_OPDRACHT A_
Haal uit de tekst over de loterijprijs letterlijk alles van "Natuurlijk ook nog" tot en met "is nog normaal?".

━━━━━ AANGELEVERD FRAGMENT ━━━━━

Iedere maand is het raak: tien of twintig miljoen euro als hoofdprijs van een of andere loterij. Stel dat je deze zou winnen. Iedereen fantaseert er wel eens over. Wat zou je ervan kunnen kopen? Een huis én een vakantiehuis?

Natuurlijk ook nog een nieuwe auto, een nieuwe inrichting? Wereldreizen maken, stoppen met werken of juist een onderneming opzetten? Kansarme kinderen in eigen land en of buitenland helpen? Meestal blijft het bij dromen, want de kans dat je zo’n gigantisch bedrag wint, is heel klein. Een dergelijk bedrag verdienen is helemaal een utopie, tenzij je een popster of sportheld bent of in drugs handelt. En o ja, sparen is al helemaal geen optie, want dan moet je geld bijleggen. Groot was dan ook de verbazing toen afgelopen week in een gewone flat in Eindhoven maar liefst 12,5 miljoen euro cash gevonden werd. Wat een bizarre vangst was dit. Niet normaal, toch? Maar ja, wat is nog normaal?

━━━━━ AANGELEVERDE GEGEVENS ━━━━━

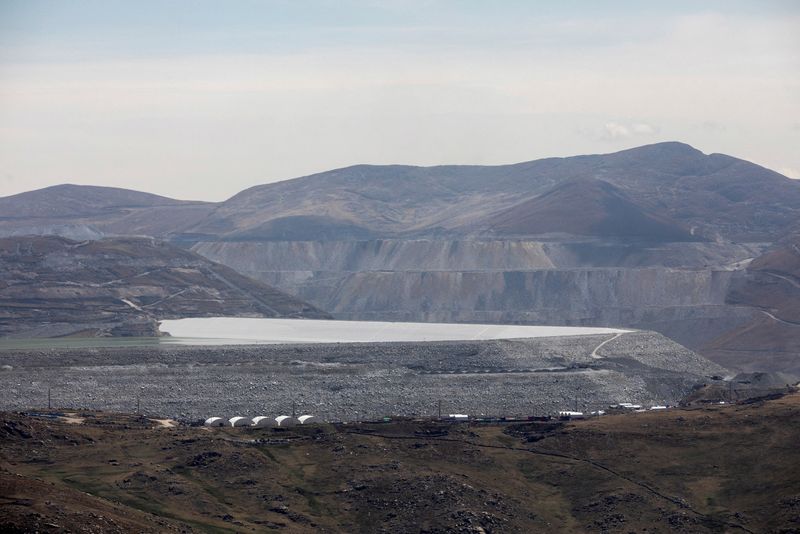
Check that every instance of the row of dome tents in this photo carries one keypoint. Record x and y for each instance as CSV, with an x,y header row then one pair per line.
x,y
261,421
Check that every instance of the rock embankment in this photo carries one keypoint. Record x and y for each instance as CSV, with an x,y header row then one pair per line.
x,y
360,380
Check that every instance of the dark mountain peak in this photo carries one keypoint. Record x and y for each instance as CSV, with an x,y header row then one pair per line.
x,y
587,207
74,201
665,147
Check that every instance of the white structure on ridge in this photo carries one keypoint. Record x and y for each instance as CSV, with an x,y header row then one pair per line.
x,y
240,421
262,420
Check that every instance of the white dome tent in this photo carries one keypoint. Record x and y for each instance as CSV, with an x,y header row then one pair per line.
x,y
214,421
262,421
240,421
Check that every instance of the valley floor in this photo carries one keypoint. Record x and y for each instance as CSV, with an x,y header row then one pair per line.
x,y
732,468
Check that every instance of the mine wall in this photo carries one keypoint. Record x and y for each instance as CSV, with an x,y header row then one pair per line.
x,y
356,381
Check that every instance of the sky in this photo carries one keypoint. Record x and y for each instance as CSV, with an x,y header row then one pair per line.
x,y
201,99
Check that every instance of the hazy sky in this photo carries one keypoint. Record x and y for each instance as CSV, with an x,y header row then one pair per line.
x,y
200,99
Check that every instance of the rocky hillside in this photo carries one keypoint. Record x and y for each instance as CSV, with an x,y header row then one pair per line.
x,y
704,470
651,237
52,286
667,191
771,286
88,212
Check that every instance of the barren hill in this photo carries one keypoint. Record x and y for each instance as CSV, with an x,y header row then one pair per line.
x,y
54,286
586,207
84,212
723,197
701,470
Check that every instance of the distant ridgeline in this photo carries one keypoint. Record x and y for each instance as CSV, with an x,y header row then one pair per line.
x,y
657,237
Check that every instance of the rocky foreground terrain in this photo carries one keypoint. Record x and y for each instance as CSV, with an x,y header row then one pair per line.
x,y
704,469
357,381
53,286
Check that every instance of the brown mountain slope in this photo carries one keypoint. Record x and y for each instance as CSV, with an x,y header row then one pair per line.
x,y
720,196
771,284
82,211
703,470
587,208
55,286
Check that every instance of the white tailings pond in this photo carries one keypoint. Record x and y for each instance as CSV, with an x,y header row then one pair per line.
x,y
239,331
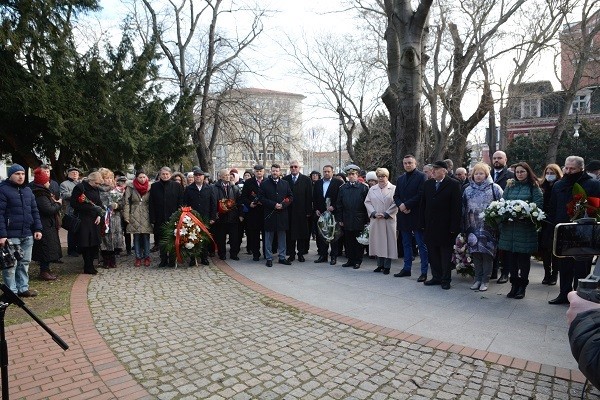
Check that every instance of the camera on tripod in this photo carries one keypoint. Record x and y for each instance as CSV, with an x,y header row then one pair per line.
x,y
581,240
10,255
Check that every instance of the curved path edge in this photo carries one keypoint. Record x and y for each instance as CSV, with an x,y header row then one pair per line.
x,y
496,358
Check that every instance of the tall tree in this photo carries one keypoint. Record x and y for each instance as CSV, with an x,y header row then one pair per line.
x,y
204,60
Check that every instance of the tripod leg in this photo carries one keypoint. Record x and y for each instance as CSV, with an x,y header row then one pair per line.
x,y
3,353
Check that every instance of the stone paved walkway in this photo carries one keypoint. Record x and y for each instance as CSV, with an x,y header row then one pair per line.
x,y
195,333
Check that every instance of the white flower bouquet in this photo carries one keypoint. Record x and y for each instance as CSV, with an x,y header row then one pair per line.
x,y
513,210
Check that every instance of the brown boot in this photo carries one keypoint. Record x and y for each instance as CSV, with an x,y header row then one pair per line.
x,y
47,276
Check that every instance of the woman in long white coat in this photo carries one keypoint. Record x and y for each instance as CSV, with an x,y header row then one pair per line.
x,y
382,213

━━━━━

_OPDRACHT B_
Welke regels uit de records hierboven bevatten het woord "path"? Haal ze er allemaal ongewijzigd uit.

_UITGEWERKT ANTWOORD A_
Natuurlijk ook nog een nieuwe auto, een nieuwe inrichting? Wereldreizen maken, stoppen met werken of juist een onderneming opzetten? Kansarme kinderen in eigen land en of buitenland helpen? Meestal blijft het bij dromen, want de kans dat je zo’n gigantisch bedrag wint, is heel klein. Een dergelijk bedrag verdienen is helemaal een utopie, tenzij je een popster of sportheld bent of in drugs handelt. En o ja, sparen is al helemaal geen optie, want dan moet je geld bijleggen. Groot was dan ook de verbazing toen afgelopen week in een gewone flat in Eindhoven maar liefst 12,5 miljoen euro cash gevonden werd. Wat een bizarre vangst was dit. Niet normaal, toch? Maar ja, wat is nog normaal?

_UITGEWERKT ANTWOORD B_
Check that every instance of the curved path edge in this photo carries one keypoint. Record x and y for each instance as CSV, with an x,y header row then one pair per line.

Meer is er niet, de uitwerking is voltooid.